[[ Excerpt, beginning ]]

Tuesday, May 20, 2025

Re-Imagining (Origins, Part 2)

The older man turns to OSR. He doesn’t hold with those sorts of grognards who regard Gygax (or, less often, Arneson) as an infallible prophet, and that the creator’s words and tales of his actions should be put under hermeneutical scrutiny to suss out the “true” D&D, although sometimes he likes to read their investigations. (He was just making it up as he went along, guys, with some poor choices for gameability.) The older man doesn’t believe that 1E is the game perfected, or that B/X should be precisely cloned with its many nonsensical elements replicated into perpetuity (a soldier’s monthly wage pays for only a week’s-worth of food?!). He still thinks 5E got some things right. He prefers “Re-Imagining” for the ‘R’. 

His main group is treated to GLOG and LotFP and OSE Advanced rulesets, adventures that last half-a-dozen episodes or so, while the lawyer runs a short Traveler campaign and the best friend eventually delivers a Pirate Borg weekend. The inner city kids face the tables of DCC, and then an OSE Advanced (hack), that has Beyond the Wall-ish lifepaths. Child relatives get to play OSE, Beyond the Wall, and Cairn, and the old man gifts Mausritter to the younger niece (the older niece receives Ten Candles and Alice is Missing). The older man forms a broad collection of players from various online playing groups to run a DCC tour of new-ish praised OSR modules. Answering an online plea, he forms a local group (who so far only plays online) whose refereeing is eventually taken over by another player who runs Dragonbane. He treats co-workers to G.R.A.V.E. He lends one of his co-workers Neo-Classical Geek Revival and in return is loaned Swords and Wizardry White Box. The other teacher enthuses about the OD&D rules. The older man hosts a Mothership module for his spring break. In those couple years the older man purchases and downloads a psychotic number of systems, at least seventy by the last count. His financial situation is as comfortable as it has ever been, despite the post-pandemic instability. He buys way too many miniatures for a person who plays face-to-face fewer than twenty-five times per year. He pays for Kickstarters and Backerkits, and orders bourgeois OSR product from Spearwitch and Exalted Funeral.

[[ Excerpt, end ]]
[[ Information shown, beginning ]]

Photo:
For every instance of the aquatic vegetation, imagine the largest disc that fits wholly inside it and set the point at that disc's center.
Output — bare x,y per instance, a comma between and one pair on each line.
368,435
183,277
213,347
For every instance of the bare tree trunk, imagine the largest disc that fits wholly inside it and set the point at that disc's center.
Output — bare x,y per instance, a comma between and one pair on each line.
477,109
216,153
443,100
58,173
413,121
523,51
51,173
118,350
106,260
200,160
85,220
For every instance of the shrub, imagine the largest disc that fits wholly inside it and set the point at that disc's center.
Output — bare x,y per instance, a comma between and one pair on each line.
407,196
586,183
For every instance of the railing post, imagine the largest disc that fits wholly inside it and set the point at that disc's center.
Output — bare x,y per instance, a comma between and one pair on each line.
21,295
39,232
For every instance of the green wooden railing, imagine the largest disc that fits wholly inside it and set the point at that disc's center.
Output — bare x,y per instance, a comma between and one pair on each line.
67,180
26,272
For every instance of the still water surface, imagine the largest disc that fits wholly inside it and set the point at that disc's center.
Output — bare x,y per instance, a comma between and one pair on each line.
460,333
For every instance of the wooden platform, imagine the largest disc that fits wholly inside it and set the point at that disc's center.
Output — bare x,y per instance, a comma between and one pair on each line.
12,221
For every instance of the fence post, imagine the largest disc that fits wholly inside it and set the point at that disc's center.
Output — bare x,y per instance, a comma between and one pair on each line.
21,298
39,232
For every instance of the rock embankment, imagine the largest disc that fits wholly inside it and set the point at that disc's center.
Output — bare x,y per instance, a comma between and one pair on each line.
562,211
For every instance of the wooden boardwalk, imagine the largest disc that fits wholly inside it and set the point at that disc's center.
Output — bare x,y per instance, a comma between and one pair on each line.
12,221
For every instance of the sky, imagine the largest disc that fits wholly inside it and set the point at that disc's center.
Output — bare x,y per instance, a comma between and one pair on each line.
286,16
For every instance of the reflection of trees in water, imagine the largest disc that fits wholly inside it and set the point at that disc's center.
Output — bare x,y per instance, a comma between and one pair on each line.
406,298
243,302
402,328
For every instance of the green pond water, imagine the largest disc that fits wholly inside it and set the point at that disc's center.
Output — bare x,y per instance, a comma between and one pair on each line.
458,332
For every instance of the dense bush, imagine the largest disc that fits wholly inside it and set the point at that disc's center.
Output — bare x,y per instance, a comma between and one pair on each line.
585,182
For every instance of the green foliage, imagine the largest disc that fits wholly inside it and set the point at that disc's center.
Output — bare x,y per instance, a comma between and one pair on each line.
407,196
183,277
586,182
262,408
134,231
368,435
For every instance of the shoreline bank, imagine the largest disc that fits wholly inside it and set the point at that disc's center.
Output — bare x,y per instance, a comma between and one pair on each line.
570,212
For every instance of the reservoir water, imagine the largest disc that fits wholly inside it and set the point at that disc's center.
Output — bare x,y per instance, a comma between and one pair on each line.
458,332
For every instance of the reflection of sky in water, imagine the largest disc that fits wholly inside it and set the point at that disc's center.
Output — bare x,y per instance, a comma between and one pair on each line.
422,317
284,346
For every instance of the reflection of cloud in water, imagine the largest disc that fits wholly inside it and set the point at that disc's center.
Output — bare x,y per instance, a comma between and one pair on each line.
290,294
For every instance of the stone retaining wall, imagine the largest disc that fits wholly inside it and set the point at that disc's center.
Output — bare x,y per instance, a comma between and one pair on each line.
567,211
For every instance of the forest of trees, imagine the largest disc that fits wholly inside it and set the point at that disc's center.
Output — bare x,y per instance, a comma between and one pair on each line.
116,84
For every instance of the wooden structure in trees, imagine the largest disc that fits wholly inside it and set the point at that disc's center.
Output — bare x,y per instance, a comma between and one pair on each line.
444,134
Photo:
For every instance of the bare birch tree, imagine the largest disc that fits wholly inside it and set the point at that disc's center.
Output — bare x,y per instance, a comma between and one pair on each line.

[[ Information shown, end ]]

Your task → Can you pick up the blog post about the older man's turn to OSR gaming and continue it from its last sentence?

Answer for the task →
The older man joins OSR Discord servers and plays (mostly one-shots) with people who write blogs and publish modules, and plenty of nobodies like himself. He gets to play an FKR and Maze Travellers of the Unknown and The Vanilla Game on the lighter end of the OSR spectrum; OD&Dish (run by Gus L., with Arnold K as a co-player), OSE, Shadowdark, and Conan: Hyborian Age in the middle; and the somewhat baroque Dragonbane and DCC. By pure happenstance, he answers a Roll20 advertisement to join a weekly open table Castle Xyntillan campaign (OSE Advanced), run by a delightful Swedish-Kiwi GM for strangers, and is the only player who is there at the first and final (forty-seventh) sessions. His “main” is a cleric that has 4 hp at level four. The game is so good, he even plays one session quietly from the lobby of a Seoul hotel, starting at 7:00 am local, since that only minorly disrupts his real-life travels. He knows that he must run Xyntillan from the other side of the screen, and does, having equaled his mentor in sessions as of this posting.   


The older man begins compiling a heartbreaker, alas.